[Coordinate labeling data]
## begin
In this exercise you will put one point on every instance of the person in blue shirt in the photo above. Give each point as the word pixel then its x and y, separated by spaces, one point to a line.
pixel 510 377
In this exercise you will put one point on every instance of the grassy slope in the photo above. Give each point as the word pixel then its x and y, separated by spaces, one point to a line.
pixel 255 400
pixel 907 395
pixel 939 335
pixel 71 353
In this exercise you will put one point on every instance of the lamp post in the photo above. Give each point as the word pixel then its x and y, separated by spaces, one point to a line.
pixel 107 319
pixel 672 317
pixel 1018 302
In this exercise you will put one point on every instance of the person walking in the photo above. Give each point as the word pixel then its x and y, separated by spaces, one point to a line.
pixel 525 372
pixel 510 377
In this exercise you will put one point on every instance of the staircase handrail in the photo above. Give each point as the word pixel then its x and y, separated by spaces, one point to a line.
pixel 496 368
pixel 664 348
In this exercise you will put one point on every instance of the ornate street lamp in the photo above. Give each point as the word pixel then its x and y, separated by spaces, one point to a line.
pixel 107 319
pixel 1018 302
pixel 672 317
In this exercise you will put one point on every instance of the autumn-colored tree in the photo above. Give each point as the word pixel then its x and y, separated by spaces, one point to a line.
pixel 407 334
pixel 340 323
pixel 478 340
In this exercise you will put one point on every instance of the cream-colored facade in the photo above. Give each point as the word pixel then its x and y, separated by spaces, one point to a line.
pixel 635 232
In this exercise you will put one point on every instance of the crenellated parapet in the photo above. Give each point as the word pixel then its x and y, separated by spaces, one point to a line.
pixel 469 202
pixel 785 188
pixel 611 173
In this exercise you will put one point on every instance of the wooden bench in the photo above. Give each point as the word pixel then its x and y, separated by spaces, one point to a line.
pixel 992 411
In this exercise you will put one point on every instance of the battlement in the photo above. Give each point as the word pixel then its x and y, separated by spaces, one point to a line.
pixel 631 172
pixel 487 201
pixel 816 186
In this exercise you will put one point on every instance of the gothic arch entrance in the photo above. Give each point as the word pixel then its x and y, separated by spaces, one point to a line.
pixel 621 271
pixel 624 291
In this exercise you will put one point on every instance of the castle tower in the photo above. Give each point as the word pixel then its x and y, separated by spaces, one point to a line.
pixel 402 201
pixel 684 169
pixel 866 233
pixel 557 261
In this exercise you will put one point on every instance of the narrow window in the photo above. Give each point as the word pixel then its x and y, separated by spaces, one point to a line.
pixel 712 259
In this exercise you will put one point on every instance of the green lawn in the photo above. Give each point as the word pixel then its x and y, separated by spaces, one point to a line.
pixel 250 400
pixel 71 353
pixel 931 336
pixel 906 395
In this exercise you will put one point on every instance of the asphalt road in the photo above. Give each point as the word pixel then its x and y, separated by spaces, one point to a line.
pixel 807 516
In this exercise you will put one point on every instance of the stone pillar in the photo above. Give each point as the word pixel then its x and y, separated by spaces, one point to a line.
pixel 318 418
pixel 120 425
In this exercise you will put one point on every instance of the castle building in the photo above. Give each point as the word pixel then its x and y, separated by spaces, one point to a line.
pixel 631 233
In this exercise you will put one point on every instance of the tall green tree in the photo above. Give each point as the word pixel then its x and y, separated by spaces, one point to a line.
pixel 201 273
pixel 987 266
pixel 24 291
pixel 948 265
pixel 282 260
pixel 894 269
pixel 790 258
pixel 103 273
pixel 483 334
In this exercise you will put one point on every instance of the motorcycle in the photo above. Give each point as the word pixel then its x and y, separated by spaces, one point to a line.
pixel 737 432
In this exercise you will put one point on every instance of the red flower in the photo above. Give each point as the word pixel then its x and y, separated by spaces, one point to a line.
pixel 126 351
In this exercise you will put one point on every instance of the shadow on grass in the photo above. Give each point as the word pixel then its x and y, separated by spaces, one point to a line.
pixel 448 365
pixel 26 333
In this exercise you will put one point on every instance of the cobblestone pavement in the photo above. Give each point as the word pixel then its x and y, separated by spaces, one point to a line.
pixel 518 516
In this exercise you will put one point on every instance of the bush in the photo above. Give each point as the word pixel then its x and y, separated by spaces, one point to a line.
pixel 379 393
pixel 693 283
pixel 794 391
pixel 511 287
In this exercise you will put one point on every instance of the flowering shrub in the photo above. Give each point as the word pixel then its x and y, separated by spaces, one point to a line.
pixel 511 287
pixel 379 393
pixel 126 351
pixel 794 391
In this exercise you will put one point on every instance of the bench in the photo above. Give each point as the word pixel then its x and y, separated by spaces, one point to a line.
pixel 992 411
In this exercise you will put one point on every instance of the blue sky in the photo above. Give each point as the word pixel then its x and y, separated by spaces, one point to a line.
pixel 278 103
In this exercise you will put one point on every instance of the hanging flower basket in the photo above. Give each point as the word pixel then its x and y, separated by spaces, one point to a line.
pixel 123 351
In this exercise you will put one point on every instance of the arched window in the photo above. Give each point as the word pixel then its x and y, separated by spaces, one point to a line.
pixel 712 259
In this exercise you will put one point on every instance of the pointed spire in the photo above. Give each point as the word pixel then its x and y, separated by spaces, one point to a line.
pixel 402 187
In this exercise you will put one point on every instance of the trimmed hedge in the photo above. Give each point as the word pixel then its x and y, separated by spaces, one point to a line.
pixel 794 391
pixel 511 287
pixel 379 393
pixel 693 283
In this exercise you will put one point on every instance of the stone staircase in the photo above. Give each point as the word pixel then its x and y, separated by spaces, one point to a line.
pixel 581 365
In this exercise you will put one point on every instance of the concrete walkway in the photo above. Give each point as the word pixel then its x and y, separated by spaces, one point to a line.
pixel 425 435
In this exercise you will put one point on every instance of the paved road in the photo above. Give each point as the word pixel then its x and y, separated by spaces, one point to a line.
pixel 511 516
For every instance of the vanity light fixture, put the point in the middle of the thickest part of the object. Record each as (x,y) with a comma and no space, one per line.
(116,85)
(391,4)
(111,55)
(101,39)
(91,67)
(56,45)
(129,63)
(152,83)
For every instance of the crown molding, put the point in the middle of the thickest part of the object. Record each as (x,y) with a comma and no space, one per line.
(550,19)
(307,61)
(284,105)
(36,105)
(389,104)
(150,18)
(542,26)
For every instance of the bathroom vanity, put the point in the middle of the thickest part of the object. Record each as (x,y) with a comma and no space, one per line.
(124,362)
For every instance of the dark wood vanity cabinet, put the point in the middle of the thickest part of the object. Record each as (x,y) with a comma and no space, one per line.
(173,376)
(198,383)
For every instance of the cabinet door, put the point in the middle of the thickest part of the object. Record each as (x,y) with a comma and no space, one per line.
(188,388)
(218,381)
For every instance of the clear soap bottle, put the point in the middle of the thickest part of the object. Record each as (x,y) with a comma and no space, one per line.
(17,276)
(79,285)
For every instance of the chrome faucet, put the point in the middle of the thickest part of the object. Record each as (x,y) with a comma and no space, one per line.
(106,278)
## end
Copy out all of the records above with nothing altered.

Problem solution —
In this exercise you will put one point on every instance of the person in blue shirt in the photo above. Give each point as the word pixel then its x and y, separated by spaces, one point to a line.
pixel 510 377
In this exercise you will put one point on every instance of the grassy slope in the photo above. Give each point as the word pixel then its x and y, separated by spaces, one point to a line.
pixel 255 400
pixel 907 395
pixel 939 335
pixel 71 353
In this exercise you will put one point on every instance of the lamp post in the photo above. Give each point as the word pixel then its x and y, separated by spaces, one point to a line.
pixel 107 319
pixel 672 317
pixel 1018 302
In this exercise you will put one point on every instance of the person walking in the photo above. Give each point as the word pixel then its x and y, separated by spaces, one point to a line.
pixel 525 372
pixel 510 377
In this exercise you will put one point on every instance of the staircase handrail in the photo above. Give each point as the word pixel then its x and y, separated by spaces, one point to a line.
pixel 496 368
pixel 664 348
In this exercise you will put one point on every instance of the ornate street lamp in the photo above. Give each point as the word pixel then its x and y, separated by spaces, one point to a line.
pixel 107 319
pixel 1018 302
pixel 672 317
In this exercise you will put one point on every instance of the autumn-colored tree in the photo above. Give each point as the word pixel then its x and y, separated by spaces, one point to a line.
pixel 407 334
pixel 340 323
pixel 478 340
In this exercise you will put one point on every instance of the cream-colored facade in the photo above. Give each point as the word pixel then its x and y, separated by spaces, one point to a line.
pixel 635 232
In this exercise you will put one point on every instance of the crenellated parapet in the photo above. Give each point as the word pixel then its x and y, separated by spaces, one point to a line.
pixel 469 202
pixel 785 188
pixel 611 173
In this exercise you will put one point on every instance of the wooden bench in the photo above. Give each point as the word pixel then its x and y, separated by spaces, one point to a line.
pixel 992 411
In this exercise you will put one point on every instance of the battlement in the photo above. Give each point as the word pixel then its x and y, separated by spaces, one point to a line.
pixel 631 172
pixel 487 201
pixel 816 186
In this exercise you will put one point on every instance of the gothic arch entrance in the photo above. Give each point as the word pixel then its x and y, separated by spaces, one point to a line.
pixel 621 271
pixel 624 291
In this exercise you will put one point on every instance of the castle tower in the photo above. Give each point as the word pixel then its x and y, separated by spaces, one point to a line.
pixel 402 201
pixel 684 169
pixel 866 233
pixel 557 261
In this exercise you will put one point on every instance of the narrow window in the photo above. Give each point as the word pixel then its x and y, separated by spaces, one point to a line.
pixel 712 259
In this exercise you will put one point on every instance of the green lawn in the photo above. Give each point as the word pixel then its x and y, separated by spaces, one point to a line.
pixel 250 400
pixel 71 353
pixel 931 336
pixel 906 395
In this exercise you will put one point on every instance of the asphalt road in the photo above. Give each point as the word pixel then its x and y, separated by spaces, one point to a line.
pixel 807 516
In this exercise you will put one point on every instance of the stone pillar in the photo above. Give each point as the word pixel then its x and y, separated by spaces, one point to a line.
pixel 318 418
pixel 120 425
In this exercise you will put one point on every instance of the castle building in the photo above. Give each point as the word pixel then its x and y, separated by spaces, one point to a line.
pixel 631 233
In this exercise you will put one point on every instance of the tall green tree in the photo above. Give each point as the word pixel then its x and y, separated by spaces, one point to a line.
pixel 201 273
pixel 987 266
pixel 24 291
pixel 948 265
pixel 282 260
pixel 894 269
pixel 790 258
pixel 103 273
pixel 483 334
In this exercise you will put one point on every instance of the motorcycle in the photo above. Give each point as the word pixel then its x and y, separated by spaces, one point to a line.
pixel 737 432
In this exercise you will put one point on every instance of the red flower in the photo above. Give each point as the word pixel then its x and y, separated by spaces, one point to a line.
pixel 126 351
In this exercise you will put one point on every instance of the shadow on grass in the photo above. Give each point as the word pixel then its x and y, separated by spaces, one point to a line.
pixel 448 365
pixel 26 333
In this exercise you will put one point on every instance of the cobblestone pavement in the photo above. Give each point as the word pixel then its x and y, separated by spaces, one point to a line.
pixel 518 516
In this exercise you will put one point on every instance of the bush in the photo above. Give each point as the word pixel then its x and y, separated by spaces, one point to a line.
pixel 379 393
pixel 693 283
pixel 794 391
pixel 511 287
In this exercise you will put one point on every instance of the flowering shrub in the photo above. Give each point as the word pixel then its x and y, separated by spaces, one point to a line.
pixel 511 287
pixel 379 393
pixel 126 351
pixel 794 391
In this exercise you will put one point on every instance of the bench in the photo above. Give each point as the word pixel then its x and y, separated by spaces, one point to a line.
pixel 992 411
In this exercise you will put one point on every instance of the blue sky in the photo above. Give each point as the word pixel then its x and y, separated by spaces, one point to a line.
pixel 278 103
In this exercise you will put one point on every instance of the hanging flower basket in the photo above. Give each point as the word pixel then its x and y, separated by spaces, one point to a line.
pixel 123 351
In this exercise you will put one point on every instance of the arched window in the photo above. Give each point as the word pixel then its x and y, separated by spaces, one point to a line.
pixel 712 259
In this exercise you will put one point on every instance of the pointed spire in the photo above. Give each point as the word pixel then its x and y, separated by spaces, one point to a line.
pixel 402 187
In this exercise you will put one point on every instance of the trimmed hedge in the photo above. Give each point as the word pixel then its x and y, separated by spaces, one point to a line.
pixel 794 391
pixel 511 287
pixel 379 393
pixel 693 283
In this exercise you will put one point on every instance of the stone staircase in the photo above. Give each point as the word pixel then its x and y, separated by spaces, one point to a line.
pixel 581 365
In this exercise you will put one point on every instance of the concrete walkway in the photo above. Give each point as the word pixel then its x and y, separated by spaces, one point to a line.
pixel 425 435
In this exercise you will put one point on every instance of the paved road in the photo above. Give each point as the word pixel then its x and y, separated by spaces, one point to a line.
pixel 511 516
For every instance of the vanity light fixture, put the point in the middle of the thickest part of the object. Record each as (x,y) with a comma and no space, one per line.
(116,85)
(391,4)
(111,55)
(101,39)
(91,67)
(56,45)
(129,63)
(152,83)
For every instance of the crown molding, put the point in the middle of the thickest part of the object. Record each as (x,y) with a comma and no space, one per line.
(550,19)
(307,61)
(284,105)
(36,105)
(389,104)
(150,18)
(542,26)
For every instance of the bathroom vanity, put the point in the middle of the thickest part of the object. Record each as (x,y) with a comma and no space, one per line.
(124,362)
For every instance of the dark wood vanity cabinet, put the point in the middle of the thickest part of the object. Record each as (x,y) with a comma and no space, one per line.
(173,376)
(198,383)
For every instance of the cabinet door, put the point in the middle of the thickest part of the object. Record each as (x,y) with a comma and no space, one per line.
(188,388)
(218,381)
For every instance of the clear soap bottle, put the point in the middle of the thickest part of the object. Record each as (x,y) with a comma and no space, one per line.
(17,276)
(79,285)
For every instance of the chrome faucet, put the point in the middle of the thickest part of the object. Record each as (x,y) with a comma and no space, one per line.
(106,278)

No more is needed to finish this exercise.